### EXTRACT
Segment Open

Looking forward for 2009, Hanger Orthopedic Group reaffirms its 2009 guidance of revenues between $750 million and $760 million, resulting in growth of 6.7% to 8.1% against 2008 and diluted EPS in the range of $0.96 to $0.98.
The 7.3% sales increase was primarily the result of a $5.6 million, or 4.1%, increase in same-center sales in our patient care centers, a $2 million, or 10.4%, increase in sales of the company’s distribution segment and a $4.1 million increase related to acquired entities.
Cost of materials increased $4.3 million, or 9.3%, to $51 million in the first quarter of 2009 against the same quarter last year principally due to the sales increase. Cost of materials as a percentage of sales was 30.2% for the first quarter of 2009 against 29.6% for the first quarter of 2008. The increase in cost of materials as a percentage of sales resulted from a change in the sales mix of businesses and products.
Personnel costs increased $3.7 million, or 6.2%, in the first quarter of 2009 against the first quarter of 2008. Contributing to this increase were personnel costs of $1.9 million from acquisitions, benefits costs of $1.2 million and merit increases of $0.9 million, offset by lower temporary labor costs of $0.2 million.
Other operating costs up $2.2 million, or 7.0%, in the first quarter of 2009 over the same quarter in the prior year due to additional variable compensation accruals of $1.9 million, higher occupancy costs of $0.8 million, acquisitions of $0.7 million, offset by lower advertising costs of $0.7 million and $0.5 million of reductions in other overhead costs.

Segment Closed

### ENTRIES SHOWN

Segment Open

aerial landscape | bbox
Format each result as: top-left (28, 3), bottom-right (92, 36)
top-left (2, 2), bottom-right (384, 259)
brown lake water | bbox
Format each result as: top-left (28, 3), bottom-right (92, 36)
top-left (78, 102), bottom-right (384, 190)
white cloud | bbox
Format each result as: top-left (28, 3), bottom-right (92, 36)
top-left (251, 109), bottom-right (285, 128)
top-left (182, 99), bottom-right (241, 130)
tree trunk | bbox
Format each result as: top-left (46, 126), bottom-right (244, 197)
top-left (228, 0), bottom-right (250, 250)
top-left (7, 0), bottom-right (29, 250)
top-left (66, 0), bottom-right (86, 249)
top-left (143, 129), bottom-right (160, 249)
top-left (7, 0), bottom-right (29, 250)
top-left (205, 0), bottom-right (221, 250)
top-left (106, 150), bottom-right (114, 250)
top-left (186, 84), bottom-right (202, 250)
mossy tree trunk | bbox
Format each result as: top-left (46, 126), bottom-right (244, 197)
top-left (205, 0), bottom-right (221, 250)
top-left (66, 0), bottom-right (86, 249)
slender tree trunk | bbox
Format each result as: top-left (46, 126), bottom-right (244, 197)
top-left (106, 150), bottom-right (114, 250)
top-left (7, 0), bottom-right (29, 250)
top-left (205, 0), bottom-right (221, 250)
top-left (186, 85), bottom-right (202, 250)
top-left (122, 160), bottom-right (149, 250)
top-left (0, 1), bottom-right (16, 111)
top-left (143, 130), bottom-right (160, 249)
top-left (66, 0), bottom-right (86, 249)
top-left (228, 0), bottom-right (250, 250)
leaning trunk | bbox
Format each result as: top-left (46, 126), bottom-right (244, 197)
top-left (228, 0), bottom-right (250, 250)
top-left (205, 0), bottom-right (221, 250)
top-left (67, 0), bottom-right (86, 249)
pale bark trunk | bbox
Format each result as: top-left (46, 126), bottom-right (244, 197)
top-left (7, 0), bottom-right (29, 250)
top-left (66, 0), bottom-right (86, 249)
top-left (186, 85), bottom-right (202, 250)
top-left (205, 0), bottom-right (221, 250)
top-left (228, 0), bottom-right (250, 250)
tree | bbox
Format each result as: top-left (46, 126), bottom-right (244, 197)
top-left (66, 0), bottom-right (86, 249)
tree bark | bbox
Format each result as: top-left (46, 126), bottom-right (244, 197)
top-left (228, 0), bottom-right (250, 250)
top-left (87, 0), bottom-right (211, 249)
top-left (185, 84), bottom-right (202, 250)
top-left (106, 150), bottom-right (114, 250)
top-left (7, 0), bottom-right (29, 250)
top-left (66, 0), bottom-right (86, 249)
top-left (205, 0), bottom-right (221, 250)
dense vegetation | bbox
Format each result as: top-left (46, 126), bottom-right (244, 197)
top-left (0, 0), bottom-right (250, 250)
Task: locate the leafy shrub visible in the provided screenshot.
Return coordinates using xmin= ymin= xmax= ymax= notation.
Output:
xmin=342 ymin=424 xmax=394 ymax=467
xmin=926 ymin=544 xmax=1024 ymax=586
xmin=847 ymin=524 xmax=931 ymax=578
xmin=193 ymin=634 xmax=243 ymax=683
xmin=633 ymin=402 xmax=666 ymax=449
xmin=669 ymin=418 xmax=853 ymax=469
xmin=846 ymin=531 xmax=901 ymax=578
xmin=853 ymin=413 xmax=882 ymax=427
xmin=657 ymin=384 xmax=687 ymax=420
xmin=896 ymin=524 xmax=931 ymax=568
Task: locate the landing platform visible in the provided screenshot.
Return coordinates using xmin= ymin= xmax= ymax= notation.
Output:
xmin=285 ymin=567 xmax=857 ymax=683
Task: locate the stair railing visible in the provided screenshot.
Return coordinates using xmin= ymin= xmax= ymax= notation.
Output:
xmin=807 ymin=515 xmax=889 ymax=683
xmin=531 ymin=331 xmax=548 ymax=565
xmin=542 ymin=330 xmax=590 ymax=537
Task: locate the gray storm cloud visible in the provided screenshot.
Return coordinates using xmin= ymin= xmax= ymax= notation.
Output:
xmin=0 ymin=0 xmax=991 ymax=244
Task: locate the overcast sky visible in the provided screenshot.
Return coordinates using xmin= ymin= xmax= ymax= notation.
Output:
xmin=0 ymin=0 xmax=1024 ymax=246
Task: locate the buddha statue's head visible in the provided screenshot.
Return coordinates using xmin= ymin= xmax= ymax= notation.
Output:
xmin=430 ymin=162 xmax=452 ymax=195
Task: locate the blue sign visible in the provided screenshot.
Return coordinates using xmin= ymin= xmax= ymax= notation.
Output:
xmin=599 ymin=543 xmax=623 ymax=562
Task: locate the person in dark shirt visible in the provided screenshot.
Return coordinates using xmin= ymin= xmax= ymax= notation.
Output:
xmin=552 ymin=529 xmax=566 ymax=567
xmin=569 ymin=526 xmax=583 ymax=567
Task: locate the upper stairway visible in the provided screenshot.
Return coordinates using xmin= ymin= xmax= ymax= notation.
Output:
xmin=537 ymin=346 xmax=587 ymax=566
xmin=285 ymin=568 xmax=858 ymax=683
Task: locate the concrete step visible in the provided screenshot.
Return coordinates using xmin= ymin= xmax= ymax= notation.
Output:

Segment Closed

### PROMPT A
What three sources does the Hanger Orthopedic Group excerpt give for the 7.3% sales increase, and what amount does it attach to each?
### PROMPT B
Answer these questions from the Hanger Orthopedic Group excerpt:
(i) What range of diluted EPS does the 2009 guidance give?
(ii) What was cost of materials as a percentage of sales for the first quarter of 2009?
(iii) By how much did lower advertising costs offset the rise in other operating costs?
### PROMPT C
From the Hanger Orthopedic Group excerpt, reproduce word for word the part that opens with the words containing "Personnel costs increased" and closes with "other overhead costs.".
Rely only on the Hanger Orthopedic Group excerpt.

### ANSWER A
- Same-center sales in patient care centers: up $5.6 million, or 4.1%
- Sales of the company's distribution segment: up $2 million, or 10.4%
- Acquired entities: $4.1 million

### ANSWER B
(i) $0.96 to $0.98
(ii) 30.2%
(iii) $0.7 million

### ANSWER C
Personnel costs increased $3.7 million, or 6.2%, in the first quarter of 2009 against the first quarter of 2008. Contributing to this increase were personnel costs of $1.9 million from acquisitions, benefits costs of $1.2 million and merit increases of $0.9 million, offset by lower temporary labor costs of $0.2 million.
Other operating costs up $2.2 million, or 7.0%, in the first quarter of 2009 over the same quarter in the prior year due to additional variable compensation accruals of $1.9 million, higher occupancy costs of $0.8 million, acquisitions of $0.7 million, offset by lower advertising costs of $0.7 million and $0.5 million of reductions in other overhead costs.